• **Directions**
Please return exactly the lines below that run from the line with "# pick out the ponytail" through the end of the listing, both included, but not the pictures.

• **Source information**
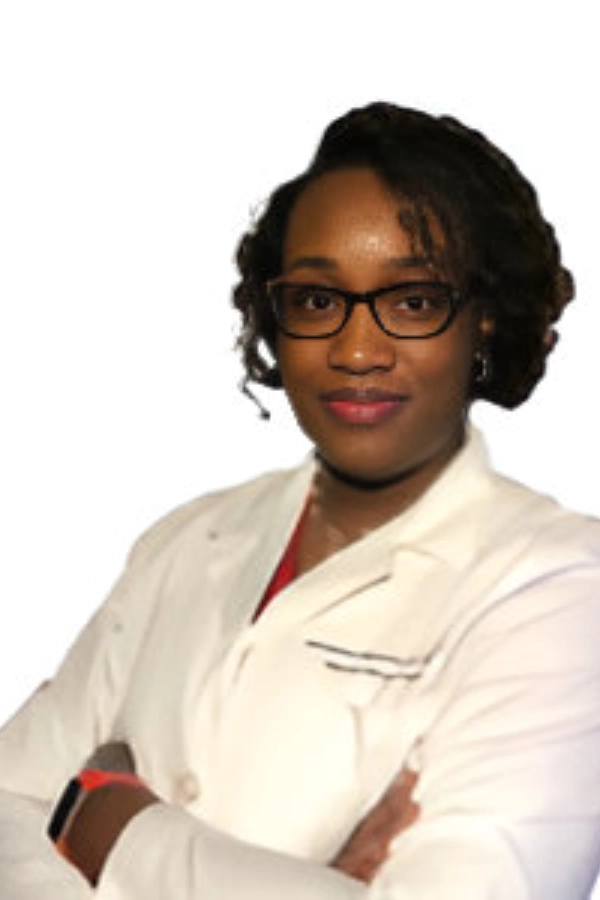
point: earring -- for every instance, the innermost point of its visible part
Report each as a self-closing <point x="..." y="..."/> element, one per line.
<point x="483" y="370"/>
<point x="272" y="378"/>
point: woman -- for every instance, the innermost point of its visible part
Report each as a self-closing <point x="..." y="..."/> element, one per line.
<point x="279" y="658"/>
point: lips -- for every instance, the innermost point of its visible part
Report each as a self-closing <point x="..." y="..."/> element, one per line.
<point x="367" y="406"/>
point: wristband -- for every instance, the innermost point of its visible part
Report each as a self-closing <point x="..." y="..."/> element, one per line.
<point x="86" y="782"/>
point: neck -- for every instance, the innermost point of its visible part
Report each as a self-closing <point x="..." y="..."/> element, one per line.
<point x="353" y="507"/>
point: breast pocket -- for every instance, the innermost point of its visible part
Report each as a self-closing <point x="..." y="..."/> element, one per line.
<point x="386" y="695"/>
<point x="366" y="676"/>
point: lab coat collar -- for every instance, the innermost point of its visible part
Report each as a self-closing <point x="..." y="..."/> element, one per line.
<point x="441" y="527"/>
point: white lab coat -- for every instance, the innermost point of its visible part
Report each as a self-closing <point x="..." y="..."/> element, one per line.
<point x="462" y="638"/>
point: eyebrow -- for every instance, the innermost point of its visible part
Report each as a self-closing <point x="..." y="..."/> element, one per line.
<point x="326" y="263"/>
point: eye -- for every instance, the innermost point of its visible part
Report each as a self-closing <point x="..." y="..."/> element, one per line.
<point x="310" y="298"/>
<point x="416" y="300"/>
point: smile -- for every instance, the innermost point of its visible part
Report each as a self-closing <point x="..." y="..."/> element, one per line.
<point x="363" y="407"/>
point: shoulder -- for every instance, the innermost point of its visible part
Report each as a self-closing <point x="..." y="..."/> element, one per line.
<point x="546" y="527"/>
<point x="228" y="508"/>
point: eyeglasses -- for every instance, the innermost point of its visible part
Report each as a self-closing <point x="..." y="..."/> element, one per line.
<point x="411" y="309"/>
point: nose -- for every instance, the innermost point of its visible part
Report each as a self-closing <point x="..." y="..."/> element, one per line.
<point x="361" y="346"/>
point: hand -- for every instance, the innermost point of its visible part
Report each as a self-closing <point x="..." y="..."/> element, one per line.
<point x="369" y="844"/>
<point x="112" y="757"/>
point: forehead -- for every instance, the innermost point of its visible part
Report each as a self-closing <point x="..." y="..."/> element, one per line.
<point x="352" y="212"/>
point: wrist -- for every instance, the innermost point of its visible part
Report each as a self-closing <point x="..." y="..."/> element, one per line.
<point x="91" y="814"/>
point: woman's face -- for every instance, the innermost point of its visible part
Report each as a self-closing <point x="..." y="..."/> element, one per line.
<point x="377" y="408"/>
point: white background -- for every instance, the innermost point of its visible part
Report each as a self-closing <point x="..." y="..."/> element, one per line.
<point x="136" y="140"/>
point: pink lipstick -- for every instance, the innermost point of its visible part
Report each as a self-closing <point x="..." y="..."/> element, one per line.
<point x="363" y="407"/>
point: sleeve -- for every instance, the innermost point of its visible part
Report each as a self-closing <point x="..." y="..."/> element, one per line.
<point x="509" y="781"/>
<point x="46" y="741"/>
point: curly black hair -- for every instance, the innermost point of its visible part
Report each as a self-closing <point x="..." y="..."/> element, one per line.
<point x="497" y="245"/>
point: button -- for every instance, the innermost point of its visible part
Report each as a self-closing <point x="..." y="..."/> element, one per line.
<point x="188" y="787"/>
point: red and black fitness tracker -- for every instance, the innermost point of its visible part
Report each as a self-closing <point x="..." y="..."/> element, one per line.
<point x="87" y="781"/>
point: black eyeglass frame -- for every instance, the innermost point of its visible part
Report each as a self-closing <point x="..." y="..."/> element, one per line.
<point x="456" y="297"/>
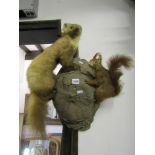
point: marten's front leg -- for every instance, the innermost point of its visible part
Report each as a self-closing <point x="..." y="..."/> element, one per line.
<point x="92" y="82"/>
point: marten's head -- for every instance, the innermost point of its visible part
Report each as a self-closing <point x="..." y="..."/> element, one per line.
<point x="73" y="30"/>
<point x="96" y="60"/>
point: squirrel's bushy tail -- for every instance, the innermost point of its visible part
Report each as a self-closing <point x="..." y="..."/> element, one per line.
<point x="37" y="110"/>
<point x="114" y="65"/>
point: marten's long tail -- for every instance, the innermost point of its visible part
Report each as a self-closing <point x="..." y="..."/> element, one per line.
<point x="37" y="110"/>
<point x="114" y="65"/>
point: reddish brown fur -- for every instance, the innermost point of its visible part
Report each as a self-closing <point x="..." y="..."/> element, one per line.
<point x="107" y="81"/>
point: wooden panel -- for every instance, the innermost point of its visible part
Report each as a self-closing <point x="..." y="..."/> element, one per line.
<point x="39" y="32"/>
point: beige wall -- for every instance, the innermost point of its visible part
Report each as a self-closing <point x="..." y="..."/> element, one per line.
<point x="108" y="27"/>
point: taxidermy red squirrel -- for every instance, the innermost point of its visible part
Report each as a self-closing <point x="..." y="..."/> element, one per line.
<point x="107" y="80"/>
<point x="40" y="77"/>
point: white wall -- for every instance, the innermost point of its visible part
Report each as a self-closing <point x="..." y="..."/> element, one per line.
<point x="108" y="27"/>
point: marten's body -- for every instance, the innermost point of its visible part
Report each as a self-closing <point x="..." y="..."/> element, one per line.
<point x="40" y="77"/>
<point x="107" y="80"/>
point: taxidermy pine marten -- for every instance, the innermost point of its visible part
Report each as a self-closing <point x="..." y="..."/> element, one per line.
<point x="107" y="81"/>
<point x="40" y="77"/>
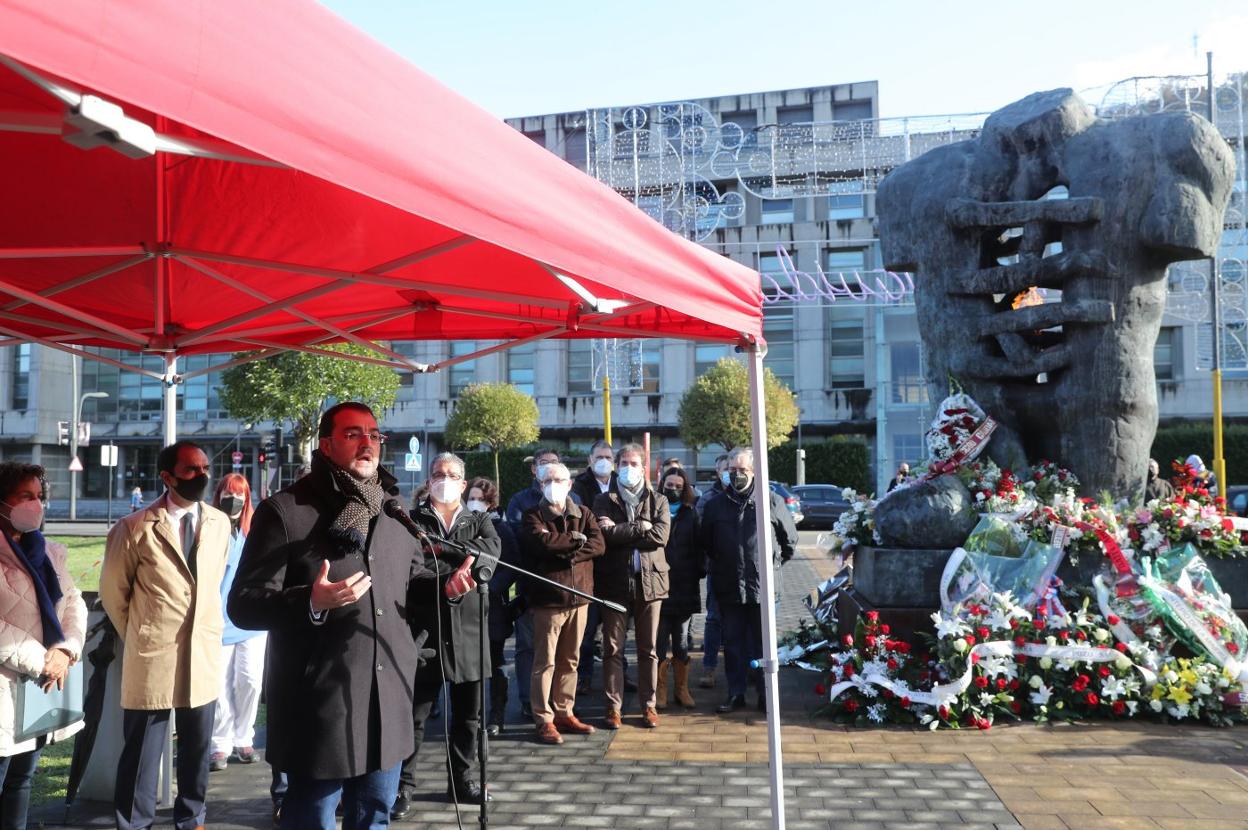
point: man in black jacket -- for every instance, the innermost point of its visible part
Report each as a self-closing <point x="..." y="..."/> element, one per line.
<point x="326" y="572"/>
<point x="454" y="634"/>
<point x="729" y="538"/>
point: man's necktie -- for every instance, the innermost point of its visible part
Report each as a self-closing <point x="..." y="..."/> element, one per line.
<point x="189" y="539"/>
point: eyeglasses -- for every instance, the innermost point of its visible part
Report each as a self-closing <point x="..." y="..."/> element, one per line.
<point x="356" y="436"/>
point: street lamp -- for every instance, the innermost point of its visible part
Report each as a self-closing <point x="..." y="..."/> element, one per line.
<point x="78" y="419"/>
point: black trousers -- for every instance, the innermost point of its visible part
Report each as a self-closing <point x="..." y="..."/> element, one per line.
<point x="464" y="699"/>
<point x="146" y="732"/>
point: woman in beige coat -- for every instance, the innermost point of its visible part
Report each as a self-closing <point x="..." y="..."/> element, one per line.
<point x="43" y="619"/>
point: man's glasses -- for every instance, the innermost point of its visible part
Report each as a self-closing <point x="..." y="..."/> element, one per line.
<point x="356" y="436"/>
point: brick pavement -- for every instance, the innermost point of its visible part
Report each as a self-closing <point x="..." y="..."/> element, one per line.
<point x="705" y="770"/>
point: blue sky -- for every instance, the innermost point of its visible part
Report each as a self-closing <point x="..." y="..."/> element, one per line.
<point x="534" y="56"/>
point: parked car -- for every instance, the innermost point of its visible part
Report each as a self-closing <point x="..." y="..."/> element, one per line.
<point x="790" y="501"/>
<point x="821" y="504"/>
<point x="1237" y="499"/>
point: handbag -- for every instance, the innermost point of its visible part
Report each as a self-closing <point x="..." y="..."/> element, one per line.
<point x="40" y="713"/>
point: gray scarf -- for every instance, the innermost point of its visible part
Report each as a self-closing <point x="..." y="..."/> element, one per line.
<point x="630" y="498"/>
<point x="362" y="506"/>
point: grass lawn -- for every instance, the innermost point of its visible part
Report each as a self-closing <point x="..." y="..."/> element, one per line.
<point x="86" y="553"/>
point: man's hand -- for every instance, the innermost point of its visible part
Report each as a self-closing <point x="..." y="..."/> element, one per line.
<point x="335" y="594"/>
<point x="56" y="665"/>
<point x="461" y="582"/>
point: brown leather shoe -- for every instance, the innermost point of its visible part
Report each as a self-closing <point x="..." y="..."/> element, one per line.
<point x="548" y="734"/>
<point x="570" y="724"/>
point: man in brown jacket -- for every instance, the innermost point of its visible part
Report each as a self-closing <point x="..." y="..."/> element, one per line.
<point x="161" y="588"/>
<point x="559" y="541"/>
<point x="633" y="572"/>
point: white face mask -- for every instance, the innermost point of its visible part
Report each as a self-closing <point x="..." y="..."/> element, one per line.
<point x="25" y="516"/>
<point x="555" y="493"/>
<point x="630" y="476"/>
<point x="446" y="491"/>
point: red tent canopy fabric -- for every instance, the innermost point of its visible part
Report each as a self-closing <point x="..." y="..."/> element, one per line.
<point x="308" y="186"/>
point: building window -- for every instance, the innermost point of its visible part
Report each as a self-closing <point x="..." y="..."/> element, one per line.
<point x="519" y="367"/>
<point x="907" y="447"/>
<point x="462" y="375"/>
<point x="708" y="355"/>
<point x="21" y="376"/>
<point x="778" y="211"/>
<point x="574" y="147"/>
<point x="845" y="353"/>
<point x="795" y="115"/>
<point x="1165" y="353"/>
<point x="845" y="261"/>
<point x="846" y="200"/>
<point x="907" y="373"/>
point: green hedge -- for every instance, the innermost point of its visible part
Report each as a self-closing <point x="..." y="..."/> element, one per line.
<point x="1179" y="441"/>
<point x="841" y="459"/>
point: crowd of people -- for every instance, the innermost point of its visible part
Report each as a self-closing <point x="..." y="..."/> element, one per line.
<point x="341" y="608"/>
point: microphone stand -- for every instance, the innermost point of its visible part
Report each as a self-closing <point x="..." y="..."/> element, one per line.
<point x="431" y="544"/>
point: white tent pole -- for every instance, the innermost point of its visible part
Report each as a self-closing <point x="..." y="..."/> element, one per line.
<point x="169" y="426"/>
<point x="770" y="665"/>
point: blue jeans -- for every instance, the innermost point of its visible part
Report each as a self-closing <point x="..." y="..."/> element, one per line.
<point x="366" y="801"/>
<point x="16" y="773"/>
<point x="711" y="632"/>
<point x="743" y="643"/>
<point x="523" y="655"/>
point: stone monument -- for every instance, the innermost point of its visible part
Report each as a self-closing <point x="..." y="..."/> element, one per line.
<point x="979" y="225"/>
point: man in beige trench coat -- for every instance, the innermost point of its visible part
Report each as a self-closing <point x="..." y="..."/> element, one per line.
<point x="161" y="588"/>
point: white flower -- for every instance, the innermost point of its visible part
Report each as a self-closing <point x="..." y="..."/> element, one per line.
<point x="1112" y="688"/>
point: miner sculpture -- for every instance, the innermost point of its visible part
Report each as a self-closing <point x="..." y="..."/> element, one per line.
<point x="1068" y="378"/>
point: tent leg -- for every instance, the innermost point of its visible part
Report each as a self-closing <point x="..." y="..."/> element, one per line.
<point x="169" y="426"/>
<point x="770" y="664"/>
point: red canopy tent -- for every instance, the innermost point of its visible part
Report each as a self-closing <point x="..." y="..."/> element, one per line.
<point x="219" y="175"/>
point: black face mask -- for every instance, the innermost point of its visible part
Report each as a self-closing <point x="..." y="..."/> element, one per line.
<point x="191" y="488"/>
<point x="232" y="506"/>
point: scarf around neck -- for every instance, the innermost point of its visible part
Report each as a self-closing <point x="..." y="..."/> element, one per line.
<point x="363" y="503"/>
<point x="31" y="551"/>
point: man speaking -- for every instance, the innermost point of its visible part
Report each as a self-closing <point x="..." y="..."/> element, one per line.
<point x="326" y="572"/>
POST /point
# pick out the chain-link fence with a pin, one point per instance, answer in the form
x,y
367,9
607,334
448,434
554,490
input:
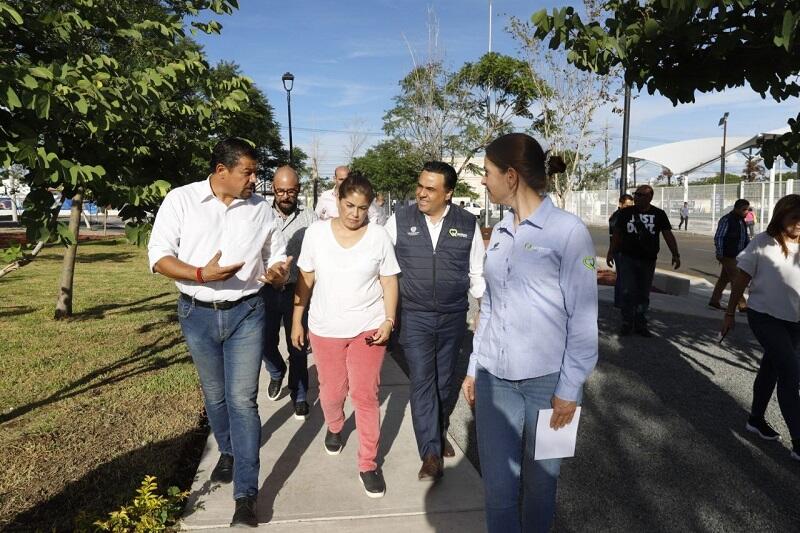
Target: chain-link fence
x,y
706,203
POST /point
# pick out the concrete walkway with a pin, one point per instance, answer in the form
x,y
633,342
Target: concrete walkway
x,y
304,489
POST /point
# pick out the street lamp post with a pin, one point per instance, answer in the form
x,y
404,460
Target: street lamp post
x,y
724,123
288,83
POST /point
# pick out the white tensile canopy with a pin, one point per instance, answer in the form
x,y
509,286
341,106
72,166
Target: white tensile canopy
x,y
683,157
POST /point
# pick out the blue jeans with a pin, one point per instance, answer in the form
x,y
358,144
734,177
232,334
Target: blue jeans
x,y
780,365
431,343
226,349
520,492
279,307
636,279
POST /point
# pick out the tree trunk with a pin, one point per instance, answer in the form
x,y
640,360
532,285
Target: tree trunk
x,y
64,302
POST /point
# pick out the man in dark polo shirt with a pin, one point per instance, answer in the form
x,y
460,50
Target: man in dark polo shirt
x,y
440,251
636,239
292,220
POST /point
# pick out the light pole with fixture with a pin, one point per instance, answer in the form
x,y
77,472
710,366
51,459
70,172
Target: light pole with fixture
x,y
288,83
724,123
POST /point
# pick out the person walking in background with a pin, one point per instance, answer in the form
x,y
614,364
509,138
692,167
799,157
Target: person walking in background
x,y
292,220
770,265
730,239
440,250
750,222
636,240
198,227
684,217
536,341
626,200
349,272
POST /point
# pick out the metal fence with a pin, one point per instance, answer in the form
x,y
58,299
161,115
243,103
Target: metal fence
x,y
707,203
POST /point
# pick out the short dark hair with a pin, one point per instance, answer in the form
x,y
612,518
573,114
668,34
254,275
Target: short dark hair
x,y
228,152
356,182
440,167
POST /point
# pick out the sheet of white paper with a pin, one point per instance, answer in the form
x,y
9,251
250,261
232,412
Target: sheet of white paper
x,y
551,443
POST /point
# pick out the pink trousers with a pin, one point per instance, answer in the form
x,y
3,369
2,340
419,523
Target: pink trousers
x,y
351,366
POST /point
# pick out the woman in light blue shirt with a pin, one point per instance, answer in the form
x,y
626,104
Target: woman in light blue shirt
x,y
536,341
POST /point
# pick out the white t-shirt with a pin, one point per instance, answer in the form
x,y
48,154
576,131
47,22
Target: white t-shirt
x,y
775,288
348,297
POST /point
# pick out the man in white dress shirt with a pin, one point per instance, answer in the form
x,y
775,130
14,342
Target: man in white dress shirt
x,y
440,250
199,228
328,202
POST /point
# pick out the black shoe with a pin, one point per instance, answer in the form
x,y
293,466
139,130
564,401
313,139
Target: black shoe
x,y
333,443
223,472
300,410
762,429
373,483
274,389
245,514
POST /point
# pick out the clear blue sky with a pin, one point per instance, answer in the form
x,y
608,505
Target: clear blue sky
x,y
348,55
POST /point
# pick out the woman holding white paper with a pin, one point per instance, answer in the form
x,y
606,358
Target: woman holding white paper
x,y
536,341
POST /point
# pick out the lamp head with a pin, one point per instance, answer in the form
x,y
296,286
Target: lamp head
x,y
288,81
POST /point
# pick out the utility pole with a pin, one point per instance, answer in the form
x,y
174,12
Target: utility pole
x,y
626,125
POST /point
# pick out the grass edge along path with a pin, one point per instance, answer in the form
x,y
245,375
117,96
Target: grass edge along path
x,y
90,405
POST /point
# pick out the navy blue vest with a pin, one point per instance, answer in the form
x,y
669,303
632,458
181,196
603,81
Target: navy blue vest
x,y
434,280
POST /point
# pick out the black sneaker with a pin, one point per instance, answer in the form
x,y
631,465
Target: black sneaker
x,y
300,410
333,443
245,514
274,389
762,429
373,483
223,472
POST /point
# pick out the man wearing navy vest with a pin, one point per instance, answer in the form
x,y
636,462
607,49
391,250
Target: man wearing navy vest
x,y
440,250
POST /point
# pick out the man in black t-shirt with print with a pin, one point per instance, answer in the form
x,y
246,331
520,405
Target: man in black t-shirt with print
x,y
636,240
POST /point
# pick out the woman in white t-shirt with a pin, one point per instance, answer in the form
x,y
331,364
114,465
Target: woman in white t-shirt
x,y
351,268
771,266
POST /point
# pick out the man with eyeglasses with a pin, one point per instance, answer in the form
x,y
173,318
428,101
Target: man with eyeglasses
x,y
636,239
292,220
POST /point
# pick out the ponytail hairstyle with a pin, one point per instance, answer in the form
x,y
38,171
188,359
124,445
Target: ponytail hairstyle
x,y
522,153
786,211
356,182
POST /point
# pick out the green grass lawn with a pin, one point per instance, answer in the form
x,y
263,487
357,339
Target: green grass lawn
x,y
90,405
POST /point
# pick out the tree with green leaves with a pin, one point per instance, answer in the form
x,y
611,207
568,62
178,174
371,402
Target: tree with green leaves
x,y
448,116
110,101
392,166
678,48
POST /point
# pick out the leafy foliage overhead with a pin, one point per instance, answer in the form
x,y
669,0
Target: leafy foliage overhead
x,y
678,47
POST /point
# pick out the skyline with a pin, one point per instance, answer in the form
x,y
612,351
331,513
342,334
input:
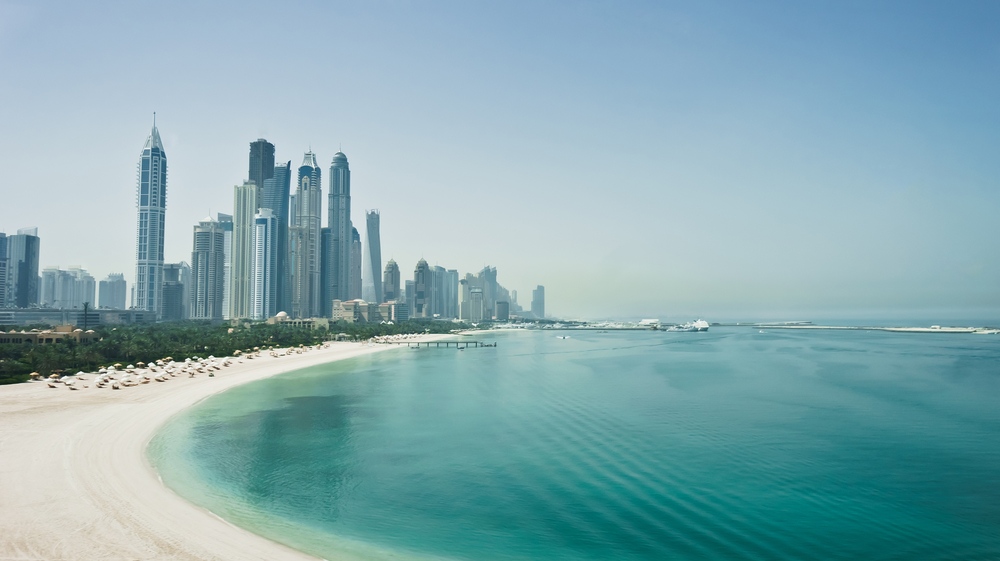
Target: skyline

• **Reply**
# pick out the ponytail hairstyle with a pin, one point per instance, answer in the form
x,y
38,171
188,359
124,445
Target: ponytail hairstyle
x,y
522,153
786,211
356,182
POST /point
# pick out the green grass lawn with a pin, one point per instance, answer in the form
x,y
263,487
357,339
Target: green grass lawn
x,y
90,405
POST /point
# pick out the tree with green leaves with a pin, one point per instance, answer in the form
x,y
611,207
568,62
178,174
371,402
Target: tree with green leaves
x,y
448,116
110,101
392,166
678,48
POST /point
# pick out the leafy foliage overhead with a pin, one point per instance, answer in the form
x,y
669,0
Target: leafy foliage overhead
x,y
678,47
POST /point
# pick out the skyline with a pin, one point per instance, answer in the form
x,y
612,351
331,513
342,334
input:
Target: skyline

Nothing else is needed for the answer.